» **WORK TASK 1**
From the office air quality testing text, list every standard or guidance document that the written report compares measured concentrations against.
» **WORK TASK 2**
Answer these from the office air quality testing text:
(a) For how long does continuous monitoring run?
(b) How long is raw data retained?
(c) How soon after the monitoring period is the written report delivered?
» **WORK TASK 3**
Write the next part of the office air quality testing text, picking up after its final sentence.

What an office air quality test measures
A professional office air quality testing programme covers the pollutants known to affect occupant health and productivity. Continuous monitoring captures carbon dioxide (CO₂), particulate matter (PM2.5 and PM10), total volatile organic compounds (TVOCs), temperature and relative humidity for at least two working weeks. Targeted laboratory samples extend the picture with speciated VOCs, formaldehyde and microbial indicators where the complaint pattern suggests they matter.
The combination matters more than any single reading. CO₂ on its own tells you about ventilation; PM2.5 on its own tells you about infiltration and filtration. Together with occupant survey data, they describe how an office actually performs across a working week — not just on the day an engineer happened to visit.
Our method — calibrated, accredited, repeatable
We use reference-grade or NDIR sensors calibrated against traceable standards for CO₂, particulates, temperature and humidity. VOC and formaldehyde samples are taken on sorbent tubes or passive badges and analysed by a UKAS-accredited laboratory using TD-GC-MS to the EN ISO 16000 series. Every monitoring location is geo-tagged and photographed; raw data is timestamped and retained for at least twelve months.
Testing covers a representative sample of zones — open-plan workspace, meeting rooms, executive offices, breakout areas and any zone with reported complaints. We deliberately include a control zone with no reported issues so the data has a baseline to compare against.
What you receive
Within five working days of the monitoring period we deliver a written report covering measured concentrations against BS EN 16798-1 Category I and II thresholds, WELL Building Standard Air Quality preconditions, CIBSE TM40 guidance and HSE EH40 limits where relevant. Heatmaps show how each pollutant tracked through the working week. Findings are explained in plain English so facilities, HR and senior leadership can act on them.

» **DATA RECORDS**

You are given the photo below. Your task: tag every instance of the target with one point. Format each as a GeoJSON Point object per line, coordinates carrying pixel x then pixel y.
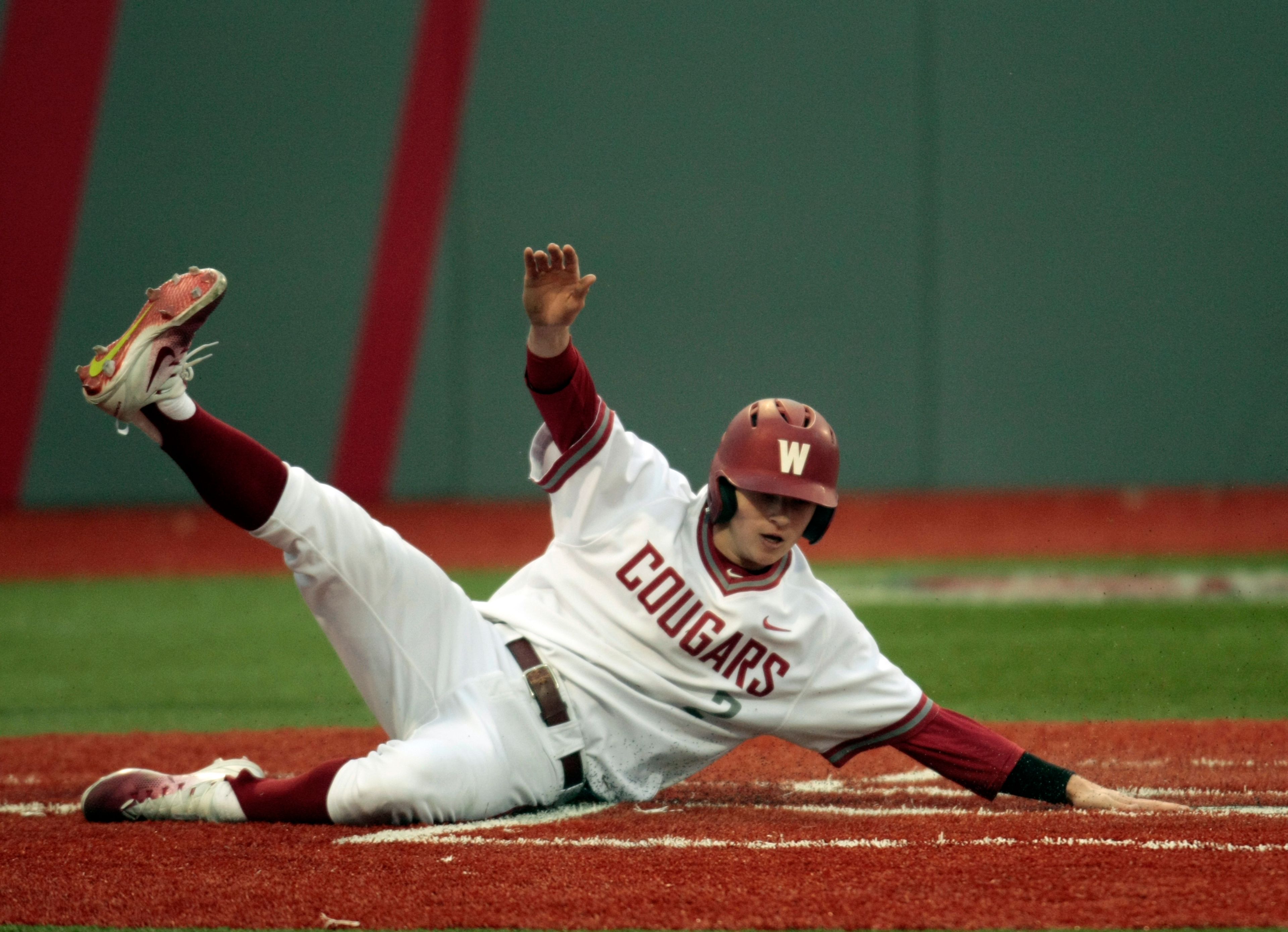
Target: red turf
{"type": "Point", "coordinates": [60, 869]}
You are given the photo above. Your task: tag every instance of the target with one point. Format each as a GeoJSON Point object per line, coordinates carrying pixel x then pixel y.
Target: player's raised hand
{"type": "Point", "coordinates": [554, 290]}
{"type": "Point", "coordinates": [1087, 795]}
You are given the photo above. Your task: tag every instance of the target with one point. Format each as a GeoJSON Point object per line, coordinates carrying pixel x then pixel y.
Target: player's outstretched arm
{"type": "Point", "coordinates": [1086, 795]}
{"type": "Point", "coordinates": [554, 293]}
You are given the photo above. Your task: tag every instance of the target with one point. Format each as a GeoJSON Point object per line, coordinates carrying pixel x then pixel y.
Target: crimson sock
{"type": "Point", "coordinates": [232, 473]}
{"type": "Point", "coordinates": [298, 800]}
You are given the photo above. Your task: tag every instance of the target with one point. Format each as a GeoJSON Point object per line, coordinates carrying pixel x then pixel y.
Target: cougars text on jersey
{"type": "Point", "coordinates": [664, 593]}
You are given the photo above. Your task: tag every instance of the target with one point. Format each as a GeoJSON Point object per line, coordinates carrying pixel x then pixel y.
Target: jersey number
{"type": "Point", "coordinates": [720, 698]}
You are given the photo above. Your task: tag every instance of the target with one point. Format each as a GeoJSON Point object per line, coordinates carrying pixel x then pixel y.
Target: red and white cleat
{"type": "Point", "coordinates": [133, 795]}
{"type": "Point", "coordinates": [151, 362]}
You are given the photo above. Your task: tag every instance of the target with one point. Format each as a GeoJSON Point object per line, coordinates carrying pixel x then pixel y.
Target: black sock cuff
{"type": "Point", "coordinates": [1036, 779]}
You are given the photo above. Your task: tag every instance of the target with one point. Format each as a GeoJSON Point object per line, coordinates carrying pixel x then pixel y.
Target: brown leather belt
{"type": "Point", "coordinates": [554, 711]}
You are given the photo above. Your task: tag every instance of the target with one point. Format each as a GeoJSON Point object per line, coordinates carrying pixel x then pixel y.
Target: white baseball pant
{"type": "Point", "coordinates": [467, 738]}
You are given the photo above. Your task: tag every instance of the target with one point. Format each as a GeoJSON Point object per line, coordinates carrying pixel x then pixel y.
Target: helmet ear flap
{"type": "Point", "coordinates": [728, 501]}
{"type": "Point", "coordinates": [817, 526]}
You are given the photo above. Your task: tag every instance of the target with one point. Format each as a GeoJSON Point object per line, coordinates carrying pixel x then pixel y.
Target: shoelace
{"type": "Point", "coordinates": [182, 369]}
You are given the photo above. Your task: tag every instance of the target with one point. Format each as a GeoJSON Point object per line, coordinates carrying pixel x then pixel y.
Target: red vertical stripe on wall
{"type": "Point", "coordinates": [53, 62]}
{"type": "Point", "coordinates": [402, 273]}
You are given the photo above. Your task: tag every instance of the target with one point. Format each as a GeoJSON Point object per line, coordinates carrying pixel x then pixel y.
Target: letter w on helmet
{"type": "Point", "coordinates": [782, 449]}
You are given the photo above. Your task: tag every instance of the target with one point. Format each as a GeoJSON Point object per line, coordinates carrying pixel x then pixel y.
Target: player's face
{"type": "Point", "coordinates": [764, 528]}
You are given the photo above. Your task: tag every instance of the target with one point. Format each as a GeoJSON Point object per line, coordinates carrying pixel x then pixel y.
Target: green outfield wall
{"type": "Point", "coordinates": [999, 245]}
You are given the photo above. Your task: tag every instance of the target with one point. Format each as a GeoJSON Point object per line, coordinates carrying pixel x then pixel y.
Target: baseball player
{"type": "Point", "coordinates": [661, 629]}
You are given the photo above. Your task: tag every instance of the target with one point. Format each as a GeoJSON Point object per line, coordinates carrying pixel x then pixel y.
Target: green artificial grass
{"type": "Point", "coordinates": [243, 652]}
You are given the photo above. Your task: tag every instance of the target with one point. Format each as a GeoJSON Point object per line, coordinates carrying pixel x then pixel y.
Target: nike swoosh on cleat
{"type": "Point", "coordinates": [96, 366]}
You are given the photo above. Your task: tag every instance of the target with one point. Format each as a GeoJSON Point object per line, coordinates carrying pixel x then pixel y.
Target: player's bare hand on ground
{"type": "Point", "coordinates": [554, 293]}
{"type": "Point", "coordinates": [1086, 795]}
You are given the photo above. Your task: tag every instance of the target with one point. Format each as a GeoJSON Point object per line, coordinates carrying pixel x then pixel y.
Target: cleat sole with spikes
{"type": "Point", "coordinates": [150, 362]}
{"type": "Point", "coordinates": [136, 794]}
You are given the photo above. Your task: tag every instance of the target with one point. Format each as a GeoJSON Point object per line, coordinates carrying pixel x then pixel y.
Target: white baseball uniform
{"type": "Point", "coordinates": [668, 656]}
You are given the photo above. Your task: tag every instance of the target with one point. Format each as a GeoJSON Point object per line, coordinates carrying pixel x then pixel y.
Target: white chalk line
{"type": "Point", "coordinates": [608, 842]}
{"type": "Point", "coordinates": [682, 842]}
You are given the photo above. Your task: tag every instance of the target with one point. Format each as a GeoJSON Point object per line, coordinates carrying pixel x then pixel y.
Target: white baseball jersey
{"type": "Point", "coordinates": [669, 659]}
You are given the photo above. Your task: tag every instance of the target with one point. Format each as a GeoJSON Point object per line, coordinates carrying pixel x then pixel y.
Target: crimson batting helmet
{"type": "Point", "coordinates": [782, 449]}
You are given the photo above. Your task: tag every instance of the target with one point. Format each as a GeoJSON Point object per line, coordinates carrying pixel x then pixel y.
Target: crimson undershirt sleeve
{"type": "Point", "coordinates": [964, 751]}
{"type": "Point", "coordinates": [565, 394]}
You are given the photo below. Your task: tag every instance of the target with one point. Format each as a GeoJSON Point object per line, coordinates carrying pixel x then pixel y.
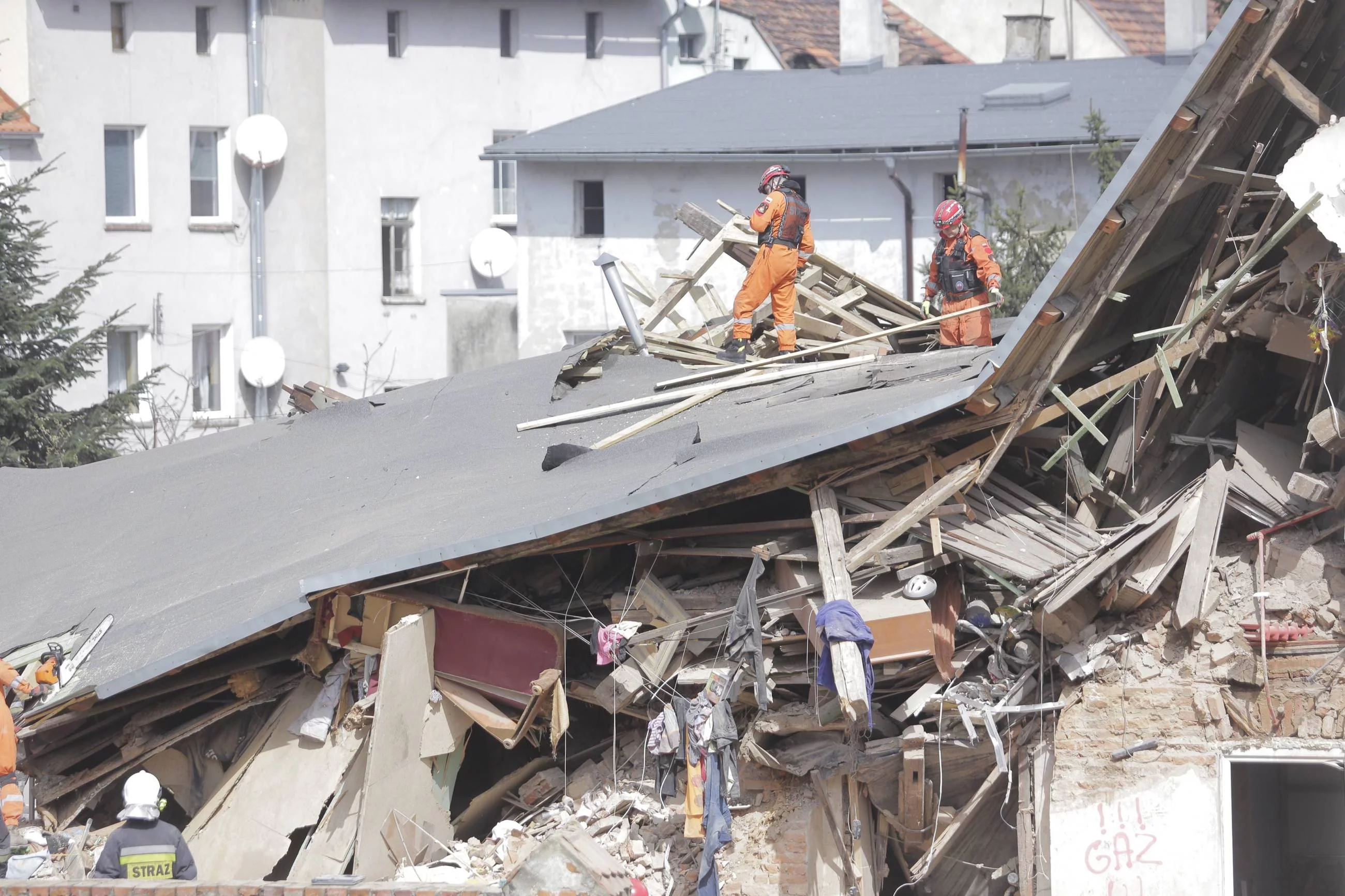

» **ANSWER AREA 1**
- BS EN 16798-1 Category I and II thresholds
- WELL Building Standard Air Quality preconditions
- CIBSE TM40 guidance
- HSE EH40 limits (where relevant)

» **ANSWER AREA 2**
(a) At least two working weeks.
(b) At least twelve months.
(c) Within five working days.

» **ANSWER AREA 3**
Every report ends with prioritised recommendations — what to fix first, what to monitor, what is already compliant. Where remediation is needed we provide indicative costs and the metrics we would expect to see after the fix.
When to commission an office air quality test
Office air quality testing is most commonly commissioned after occupant complaints, after a refurbishment or fit-out, before a lease renewal, as part of a WELL or BREEAM certification, or as a baseline for a continuous monitoring rollout. It is also worth running whenever a building changes use — for example, when a meeting-light office is repurposed for sales teams who fill rooms to capacity.
Hybrid working has made periodic testing more important, not less. Average occupancy is lower, but peaks on Tuesdays and Wednesdays often exceed pre-pandemic levels. Fixed ventilation schedules struggle to keep pace, and the data trail from a survey is what allows facilities teams to make the case for change.
Frequently asked questions
How long does an office air quality test take?
Continuous monitoring runs for two to four weeks to capture variation in occupancy, weather and operations. Targeted spot sampling for VOCs and formaldehyde takes around one working day on site. Reporting follows within five working days of data collection.
Do you need access outside working hours?
Sensors are installed during a single working visit and left in place. We do not need out-of-hours access unless your security policy requires it.
Is office air quality testing disruptive?
No. Equipment is compact, mains or battery powered and silent. Staff are usually only aware that monitoring is happening if they are told.
Which standards do you test against?
Reports benchmark against BS EN 16798-1, CIBSE TM40 and Guide A, WELL Building Standard v2 (Air concept), BREEAM Hea 02, WHO 2021 air-quality guidelines and HSE EH40 workplace exposure limits where relevant.